In the cat litter thread below, write out everything from "# World's Best" down to "is good too.", word for word.

───── Text shown ─────

# World's Best vs Ever Clean litter



## OsnobunnieO (Jun 28, 2004)

I haven't tried either of the two, but was hoping I could find out if everyone prefers one over the other. I've tried going through all the litter brand posts, but can't seem to find a definate best brand. I know it varies from person to person, but I've heard World's Best is really good, and I've heard Ever Clean is good too.

I finally got Addison clumping litter, and really like the convenience of it being flushable, so those two are a definate must in a new litter. I don't really care for the way the Arm and Hammer Easy Flush smells and it seems like EVERY clump is stuck to the sides or bottom of the box.

I've seen videos demostrating that World's Best clumps immediately, so it never reaches the bottom. I haven't done too much digging to see if Ever Clean does the same. I know both websites will say their product is better, so I was hoping some of you can clear up the pros and cons of each brand.

Thanks so much!


----------



## Gudewife (Jun 27, 2004)

We recently started using World's Best, and have been pleased with it. I've always refused to use clumping clay litter, so this is my first experience with anything that clumps...I have to keep the level of litter somewhat lower than recommended (to avoid poopy breeches), and Assumpta has only soaked through it once, and it didn't seem to stick to the box badly at all. It clumps well, I guess (not much experience, so I can't say for sure).

Assumpta's opinion is mixed, and I've been mixing in tiny amounts of regular clay litter so it smells more like what she's used to, but she's getting more used to it. My husband hates litterbox smell, and he proclaims it to be "very good" at odor control. The only minus I can see is that it tends tp track more than regular clay, but not enough to bother me other than noticing it.


----------



## Superkitties (Jan 30, 2004)

I couldn't vote, since I haven't used Ever Clean. I've used W'sB for a year now, and I definitely recommend it. I feel very good that it's natural, so it's not as damaging to my kitties when they inhale/injest it.

The kitties aren't as enthused about it as our other clumping litter, but still do their business. W'sB clumps very well, and has minimal dust. It has a nice clean smell, but I noticed that it stinks faster than the clumping later on. Overall, I'm very satisfied with it.


----------



## Sol (Feb 20, 2003)

I've never used World's Best (it isn't available in Sweden) but I really like Ever Clean and so do my cats. One of my cats are quite finicky when it comes to litter so I won't switch litter if I don't have to.


----------



## adavis333 (Jun 9, 2004)

I was just going to start a thread about litter. Thanks!
As I understand it from your posts, World's Best clumps? We use Tidy Cats just because it's the most available and it's cheap. I've never thought twice about litter because the litter box is my partner's "job." But with getting two new kittens I agreed to start helping without it. I've noticed that ours doesn't clump and I hate that. When I lived at home I remember that the litter we used clumped up so you could just scoop out the clumps of urine. But with Tidy Cats it doesn't do that so you have a litter box full of smelly pee crystals all at the bottom. Yuck!!
How much do you pay for World's Best? I just called a pet store here and it's $24.99 for a 17lbs bag. With 4 cats that's a little more than I'm willing to spend on litter! Is there any cheaper litter that clumps?


----------



## OsnobunnieO (Jun 28, 2004)

───── Entries supplied ─────

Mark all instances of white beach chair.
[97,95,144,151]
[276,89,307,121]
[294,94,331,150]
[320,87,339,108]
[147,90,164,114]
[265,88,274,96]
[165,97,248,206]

─────

Expected answer:
# World's Best vs Ever Clean litter



## OsnobunnieO (Jun 28, 2004)

I haven't tried either of the two, but was hoping I could find out if everyone prefers one over the other. I've tried going through all the litter brand posts, but can't seem to find a definate best brand. I know it varies from person to person, but I've heard World's Best is really good, and I've heard Ever Clean is good too.